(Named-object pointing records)

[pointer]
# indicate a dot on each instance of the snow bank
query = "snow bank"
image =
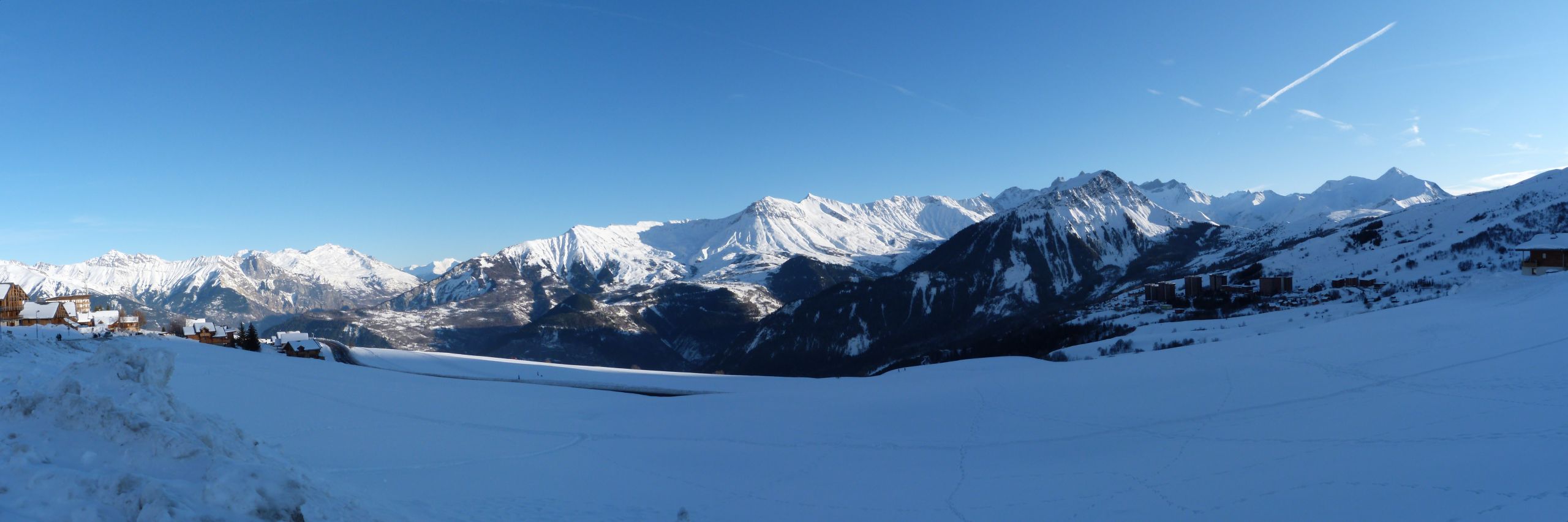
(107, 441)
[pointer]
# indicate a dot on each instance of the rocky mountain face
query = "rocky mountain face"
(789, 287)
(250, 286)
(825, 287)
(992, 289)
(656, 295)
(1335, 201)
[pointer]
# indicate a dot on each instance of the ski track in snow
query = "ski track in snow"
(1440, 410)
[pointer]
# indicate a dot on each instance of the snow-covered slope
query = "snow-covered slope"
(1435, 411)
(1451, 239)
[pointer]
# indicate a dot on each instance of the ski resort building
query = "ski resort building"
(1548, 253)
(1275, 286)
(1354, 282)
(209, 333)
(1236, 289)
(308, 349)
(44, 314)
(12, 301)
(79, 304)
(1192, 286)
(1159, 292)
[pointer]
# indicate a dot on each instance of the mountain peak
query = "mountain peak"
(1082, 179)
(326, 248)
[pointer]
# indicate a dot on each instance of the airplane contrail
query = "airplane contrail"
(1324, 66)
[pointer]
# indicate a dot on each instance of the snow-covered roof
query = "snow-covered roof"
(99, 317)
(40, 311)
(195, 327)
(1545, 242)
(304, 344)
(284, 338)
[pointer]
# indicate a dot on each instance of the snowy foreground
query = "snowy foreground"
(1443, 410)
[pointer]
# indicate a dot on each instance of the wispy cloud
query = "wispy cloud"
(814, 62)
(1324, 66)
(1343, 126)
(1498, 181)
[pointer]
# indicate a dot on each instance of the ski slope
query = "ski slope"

WRITTEN REQUEST
Repeat the entries exactly. Pictures are excluded from the copy.

FINAL ANSWER
[pointer]
# indicate a dot on each instance of the snow bank
query = "snow bank"
image =
(107, 441)
[pointer]
# indicate a dot on each instance of the rocky mountain face
query = "rocky mountain face"
(789, 287)
(250, 286)
(825, 287)
(992, 289)
(656, 295)
(1335, 201)
[pointer]
# indicate a dot on each instance of the ski track in snow
query = "ski track in snow"
(1440, 410)
[pointer]
# indicate a dot on each instance of the snow-covered slope
query = "snow-covered slope"
(1435, 411)
(1451, 239)
[pointer]
# indicate a dot on each instance of the ski resort building
query = "ski resort building"
(1548, 253)
(1275, 286)
(1354, 282)
(209, 333)
(1236, 289)
(308, 349)
(44, 314)
(12, 301)
(79, 304)
(1192, 286)
(1159, 292)
[pointer]
# indicate a dot on each instance of the mountain peak
query = "mountain peak"
(1082, 179)
(326, 248)
[pointer]
# indicate a dot on each instance of the airplane contrail
query = "airplane contrail"
(1324, 66)
[pointer]
# indicate a dot on each instance of the snow-covered roof
query = "snow-covered roof"
(99, 317)
(40, 311)
(195, 327)
(1545, 242)
(304, 344)
(284, 338)
[pointer]
# indicate a dot on each instance of the snowy foreground
query = "snowy foreground"
(1443, 410)
[pointer]
# indicate a dot on each instance of the wispy cloud
query = "wispy cloud"
(814, 62)
(1324, 66)
(1343, 126)
(1498, 181)
[pointer]
# indicate a dot on each instance of the ski slope
query = "ski slope"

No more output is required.